--- Exercise text ---

We could all use a little help coming to terms with our stress and figuring out how to handle it. It’s time to talk about the lesser understood ways that stress shows up in the body.
You can’t keep your eyes open
Have you ever been so overwhelmed that you find yourself taking a nap? It’s possible you’re simply exhausted, but it’s also possible that you’re experiencing stress-based fatigue, the body’s urge to try to shut down stress through rest.
According to The American Psychological Association, 50 percent of people experiencing stress reported fatigue as a symptom, ranking higher than changes in appetite, muscle tension, and headaches.
Extreme tiredness can manifest through three essential forms: Stress-based fatigue can feel emotional, similar to how you are spent after an intense argument with a friend; it can be physical, like how worn out your body feels after a long run; and it can be cognitive, similar to how your energy fades after a marathon meeting at work.
Napping can be healthy in many cases, but if you find yourself snoozing every time you feel stressed, it’s important to see the difference between a rejuvenating cat nap and using sleep as a psychologically unproductive crutch.
One symptom of depression is oversleeping, so if your fatigue feels like more of an ongoing form of mental distress than seeking therapy might help. Otherwise, enjoy the benefits of rest every once in a while.

---

Please reproduce the full text on stress and fatigue word for word. The entries that follow have nothing to do with the text on stress and fatigue.

--- Exercise data ---

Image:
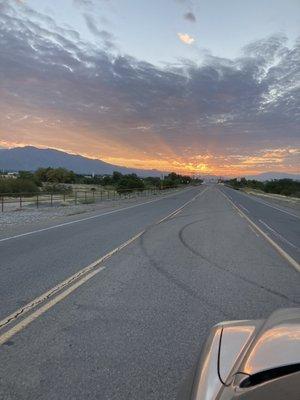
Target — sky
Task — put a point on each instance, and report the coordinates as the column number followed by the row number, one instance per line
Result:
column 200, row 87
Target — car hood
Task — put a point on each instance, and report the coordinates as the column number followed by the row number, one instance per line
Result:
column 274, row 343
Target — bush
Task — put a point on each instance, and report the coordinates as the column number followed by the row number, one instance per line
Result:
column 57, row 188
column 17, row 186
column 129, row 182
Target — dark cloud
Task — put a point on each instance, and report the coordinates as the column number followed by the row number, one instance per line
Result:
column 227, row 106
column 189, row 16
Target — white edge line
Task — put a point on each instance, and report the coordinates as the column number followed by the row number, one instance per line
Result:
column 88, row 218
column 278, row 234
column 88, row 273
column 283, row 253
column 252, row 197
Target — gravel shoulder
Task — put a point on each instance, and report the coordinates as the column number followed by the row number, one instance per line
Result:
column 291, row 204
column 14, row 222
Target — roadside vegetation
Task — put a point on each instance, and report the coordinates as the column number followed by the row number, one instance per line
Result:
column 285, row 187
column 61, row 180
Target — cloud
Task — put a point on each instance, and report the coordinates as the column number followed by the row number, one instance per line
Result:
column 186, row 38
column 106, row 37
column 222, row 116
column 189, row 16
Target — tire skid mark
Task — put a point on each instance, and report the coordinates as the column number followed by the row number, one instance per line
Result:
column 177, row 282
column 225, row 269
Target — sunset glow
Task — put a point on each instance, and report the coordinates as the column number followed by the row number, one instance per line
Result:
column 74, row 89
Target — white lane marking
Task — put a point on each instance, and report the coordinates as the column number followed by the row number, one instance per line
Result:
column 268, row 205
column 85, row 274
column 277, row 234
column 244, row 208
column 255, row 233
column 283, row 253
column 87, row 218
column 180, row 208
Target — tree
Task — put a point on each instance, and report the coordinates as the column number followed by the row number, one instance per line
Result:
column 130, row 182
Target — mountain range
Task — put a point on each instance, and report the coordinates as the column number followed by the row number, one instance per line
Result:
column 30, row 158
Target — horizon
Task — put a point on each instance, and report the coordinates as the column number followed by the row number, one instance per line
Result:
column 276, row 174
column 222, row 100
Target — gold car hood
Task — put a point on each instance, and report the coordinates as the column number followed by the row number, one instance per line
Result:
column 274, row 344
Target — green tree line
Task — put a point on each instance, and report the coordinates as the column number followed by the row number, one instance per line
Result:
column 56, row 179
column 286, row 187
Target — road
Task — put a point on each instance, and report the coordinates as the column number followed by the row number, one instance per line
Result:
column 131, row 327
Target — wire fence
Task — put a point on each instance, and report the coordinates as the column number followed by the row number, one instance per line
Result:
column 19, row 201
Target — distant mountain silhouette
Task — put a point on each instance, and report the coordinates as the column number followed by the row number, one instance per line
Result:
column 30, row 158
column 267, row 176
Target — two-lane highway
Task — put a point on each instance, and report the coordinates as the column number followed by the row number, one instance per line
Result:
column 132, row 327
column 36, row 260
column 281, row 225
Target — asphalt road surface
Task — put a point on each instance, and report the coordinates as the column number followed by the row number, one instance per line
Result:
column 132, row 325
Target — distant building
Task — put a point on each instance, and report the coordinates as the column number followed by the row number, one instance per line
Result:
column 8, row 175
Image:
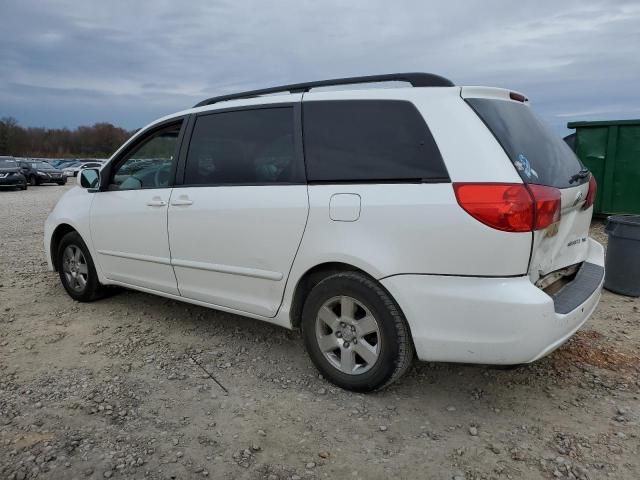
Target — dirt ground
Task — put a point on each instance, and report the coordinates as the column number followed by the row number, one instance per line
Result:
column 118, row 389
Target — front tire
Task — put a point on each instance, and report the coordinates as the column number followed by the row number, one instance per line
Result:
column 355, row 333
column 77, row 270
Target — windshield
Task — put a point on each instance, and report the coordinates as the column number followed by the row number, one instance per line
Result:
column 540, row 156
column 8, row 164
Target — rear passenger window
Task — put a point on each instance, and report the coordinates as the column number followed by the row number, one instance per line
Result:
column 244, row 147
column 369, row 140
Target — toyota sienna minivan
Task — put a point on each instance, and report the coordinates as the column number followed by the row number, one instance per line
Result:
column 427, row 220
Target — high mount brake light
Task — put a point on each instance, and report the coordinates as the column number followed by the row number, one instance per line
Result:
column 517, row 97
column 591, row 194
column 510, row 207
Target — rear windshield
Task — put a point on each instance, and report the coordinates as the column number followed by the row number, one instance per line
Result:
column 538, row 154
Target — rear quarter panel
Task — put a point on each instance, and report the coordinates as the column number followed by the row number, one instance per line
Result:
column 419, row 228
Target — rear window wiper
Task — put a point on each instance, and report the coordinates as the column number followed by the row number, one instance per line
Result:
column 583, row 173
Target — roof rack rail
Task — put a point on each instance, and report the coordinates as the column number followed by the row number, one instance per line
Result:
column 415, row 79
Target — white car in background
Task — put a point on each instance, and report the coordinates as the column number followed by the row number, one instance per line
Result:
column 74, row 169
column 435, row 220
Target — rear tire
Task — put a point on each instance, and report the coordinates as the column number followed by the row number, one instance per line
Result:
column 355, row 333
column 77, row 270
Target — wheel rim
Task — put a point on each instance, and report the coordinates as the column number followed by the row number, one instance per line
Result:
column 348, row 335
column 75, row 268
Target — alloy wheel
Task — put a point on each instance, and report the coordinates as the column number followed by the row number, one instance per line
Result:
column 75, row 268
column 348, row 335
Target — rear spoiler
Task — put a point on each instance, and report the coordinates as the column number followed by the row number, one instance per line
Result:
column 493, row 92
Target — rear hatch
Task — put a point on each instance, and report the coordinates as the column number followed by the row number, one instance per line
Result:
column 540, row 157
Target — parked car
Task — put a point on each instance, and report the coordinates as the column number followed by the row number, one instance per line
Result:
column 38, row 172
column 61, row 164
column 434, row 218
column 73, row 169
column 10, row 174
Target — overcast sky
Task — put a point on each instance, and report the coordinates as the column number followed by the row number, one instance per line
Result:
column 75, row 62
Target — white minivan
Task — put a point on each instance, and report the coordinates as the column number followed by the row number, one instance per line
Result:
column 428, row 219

---

Solution to the exercise ▸
We could all use a little help coming to terms with our stress and figuring out how to handle it. It’s time to talk about the lesser understood ways that stress shows up in the body.
You can’t keep your eyes open
Have you ever been so overwhelmed that you find yourself taking a nap? It’s possible you’re simply exhausted, but it’s also possible that you’re experiencing stress-based fatigue, the body’s urge to try to shut down stress through rest.
According to The American Psychological Association, 50 percent of people experiencing stress reported fatigue as a symptom, ranking higher than changes in appetite, muscle tension, and headaches.
Extreme tiredness can manifest through three essential forms: Stress-based fatigue can feel emotional, similar to how you are spent after an intense argument with a friend; it can be physical, like how worn out your body feels after a long run; and it can be cognitive, similar to how your energy fades after a marathon meeting at work.
Napping can be healthy in many cases, but if you find yourself snoozing every time you feel stressed, it’s important to see the difference between a rejuvenating cat nap and using sleep as a psychologically unproductive crutch.
One symptom of depression is oversleeping, so if your fatigue feels like more of an ongoing form of mental distress than seeking therapy might help. Otherwise, enjoy the benefits of rest every once in a while.